▶ Input:
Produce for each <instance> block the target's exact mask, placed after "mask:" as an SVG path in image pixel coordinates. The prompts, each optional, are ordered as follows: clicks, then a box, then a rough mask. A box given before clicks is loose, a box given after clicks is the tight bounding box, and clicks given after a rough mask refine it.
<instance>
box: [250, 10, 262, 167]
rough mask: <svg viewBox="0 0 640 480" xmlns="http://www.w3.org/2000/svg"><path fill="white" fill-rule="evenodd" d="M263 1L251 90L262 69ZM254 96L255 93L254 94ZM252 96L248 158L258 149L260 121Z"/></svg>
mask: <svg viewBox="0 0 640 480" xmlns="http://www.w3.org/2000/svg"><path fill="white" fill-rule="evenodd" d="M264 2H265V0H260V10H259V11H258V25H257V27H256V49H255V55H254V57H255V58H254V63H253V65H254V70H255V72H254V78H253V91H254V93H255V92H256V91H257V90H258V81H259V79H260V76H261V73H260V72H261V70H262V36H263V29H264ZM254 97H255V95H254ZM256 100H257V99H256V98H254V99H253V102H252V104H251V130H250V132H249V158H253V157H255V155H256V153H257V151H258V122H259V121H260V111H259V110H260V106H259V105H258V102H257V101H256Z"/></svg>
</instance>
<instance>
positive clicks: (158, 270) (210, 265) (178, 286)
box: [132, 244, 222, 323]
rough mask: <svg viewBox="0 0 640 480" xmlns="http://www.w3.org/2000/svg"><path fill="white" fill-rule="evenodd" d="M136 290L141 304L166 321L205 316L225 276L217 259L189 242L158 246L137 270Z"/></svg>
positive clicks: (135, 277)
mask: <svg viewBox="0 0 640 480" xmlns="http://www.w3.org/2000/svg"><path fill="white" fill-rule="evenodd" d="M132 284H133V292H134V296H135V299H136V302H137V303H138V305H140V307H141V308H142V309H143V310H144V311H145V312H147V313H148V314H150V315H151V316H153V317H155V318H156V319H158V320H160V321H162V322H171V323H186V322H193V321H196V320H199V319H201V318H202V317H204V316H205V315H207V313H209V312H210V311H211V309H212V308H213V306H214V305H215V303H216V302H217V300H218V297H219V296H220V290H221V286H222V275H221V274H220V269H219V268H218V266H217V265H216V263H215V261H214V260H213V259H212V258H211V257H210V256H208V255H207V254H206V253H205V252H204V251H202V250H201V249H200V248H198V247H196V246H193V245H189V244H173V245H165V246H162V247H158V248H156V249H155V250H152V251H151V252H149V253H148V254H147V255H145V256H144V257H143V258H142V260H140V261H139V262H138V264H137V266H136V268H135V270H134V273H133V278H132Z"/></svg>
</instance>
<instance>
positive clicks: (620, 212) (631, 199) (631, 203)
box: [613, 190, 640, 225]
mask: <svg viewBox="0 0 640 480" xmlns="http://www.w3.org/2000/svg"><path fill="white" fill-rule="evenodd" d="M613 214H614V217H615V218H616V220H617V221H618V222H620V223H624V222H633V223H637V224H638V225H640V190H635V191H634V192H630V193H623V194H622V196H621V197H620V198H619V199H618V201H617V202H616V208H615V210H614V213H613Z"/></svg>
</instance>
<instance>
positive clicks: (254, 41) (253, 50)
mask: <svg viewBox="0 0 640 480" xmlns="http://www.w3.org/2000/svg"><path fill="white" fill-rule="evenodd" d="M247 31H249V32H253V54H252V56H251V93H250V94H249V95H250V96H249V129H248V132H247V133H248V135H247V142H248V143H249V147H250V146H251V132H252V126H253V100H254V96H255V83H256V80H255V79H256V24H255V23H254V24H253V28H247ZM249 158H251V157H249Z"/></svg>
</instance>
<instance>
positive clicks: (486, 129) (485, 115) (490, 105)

▶ To do: Please rewrite every line of the items above as a JSON list of strings, one string per line, with blank lines left out.

▶ Output:
[
  "Produce for each <instance> block the target's exact mask, placed after \"mask:\" as an SVG path in image pixel coordinates. The prompts, each optional, are ordered as follows: clicks, then a box, then a rough mask. A box given before clicks is loose, a box given after clicks is the tight bounding box, and clicks given after a rough mask refine it.",
  "<instance>",
  "box: [250, 10, 262, 167]",
  "rough mask: <svg viewBox=\"0 0 640 480\" xmlns=\"http://www.w3.org/2000/svg\"><path fill=\"white\" fill-rule=\"evenodd\" d=\"M263 1L251 90L262 69ZM254 96L255 93L254 94ZM252 96L248 158L258 149L260 121Z\"/></svg>",
  "mask: <svg viewBox=\"0 0 640 480\" xmlns=\"http://www.w3.org/2000/svg\"><path fill=\"white\" fill-rule=\"evenodd\" d=\"M264 2H265V0H260V10H259V11H258V25H257V27H256V49H255V55H254V57H255V58H254V63H253V65H254V70H255V72H254V78H253V91H254V93H255V92H256V91H257V90H258V81H259V79H260V76H261V73H260V72H261V70H262V36H263V29H264ZM254 97H255V95H254ZM256 100H257V99H256V98H254V99H253V102H252V104H251V130H250V132H249V158H253V157H255V155H256V153H257V151H258V122H259V121H260V111H259V110H260V106H259V105H258V102H257V101H256Z\"/></svg>",
  "</instance>",
  "<instance>",
  "positive clicks: (158, 270) (210, 265) (178, 286)",
  "box: [132, 244, 222, 323]",
  "rough mask: <svg viewBox=\"0 0 640 480\" xmlns=\"http://www.w3.org/2000/svg\"><path fill=\"white\" fill-rule=\"evenodd\" d=\"M136 290L141 304L166 321L205 316L225 276L217 259L189 242L158 246L137 270Z\"/></svg>",
  "positive clicks: (135, 277)",
  "mask: <svg viewBox=\"0 0 640 480\" xmlns=\"http://www.w3.org/2000/svg\"><path fill=\"white\" fill-rule=\"evenodd\" d=\"M132 284H133V292H134V296H135V299H136V302H137V303H138V305H140V307H141V308H142V309H143V310H144V311H145V312H147V313H148V314H150V315H151V316H153V317H155V318H156V319H158V320H160V321H162V322H171V323H186V322H193V321H196V320H199V319H201V318H202V317H204V316H205V315H207V313H209V312H210V311H211V309H212V308H213V306H214V305H215V303H216V302H217V300H218V297H219V296H220V290H221V286H222V275H221V274H220V269H219V268H218V266H217V265H216V263H215V261H214V260H213V259H212V258H211V257H210V256H208V255H207V254H206V253H205V252H204V251H202V250H201V249H200V248H198V247H196V246H193V245H189V244H173V245H165V246H162V247H158V248H156V249H155V250H152V251H151V252H149V253H148V254H147V255H145V256H144V257H143V258H142V260H140V261H139V262H138V264H137V266H136V268H135V270H134V273H133V278H132Z\"/></svg>",
  "</instance>",
  "<instance>",
  "positive clicks: (620, 212) (631, 199) (631, 203)",
  "box: [613, 190, 640, 225]",
  "mask: <svg viewBox=\"0 0 640 480\" xmlns=\"http://www.w3.org/2000/svg\"><path fill=\"white\" fill-rule=\"evenodd\" d=\"M613 214H614V217H615V218H616V220H617V221H618V222H620V223H624V222H633V223H637V224H638V225H640V190H635V191H634V192H630V193H623V194H622V196H621V197H620V198H619V199H618V201H617V202H616V208H615V210H614V213H613Z\"/></svg>",
  "</instance>",
  "<instance>",
  "positive clicks: (254, 41) (253, 50)",
  "mask: <svg viewBox=\"0 0 640 480\" xmlns=\"http://www.w3.org/2000/svg\"><path fill=\"white\" fill-rule=\"evenodd\" d=\"M247 31H249V32H253V54H252V56H251V93H250V94H249V95H250V96H249V129H248V132H247V133H248V135H247V142H248V143H249V147H250V146H251V132H252V126H253V100H254V96H255V83H256V80H255V79H256V24H255V23H254V24H253V28H247ZM249 158H251V157H249Z\"/></svg>",
  "</instance>",
  "<instance>",
  "positive clicks: (486, 129) (485, 115) (490, 105)"
]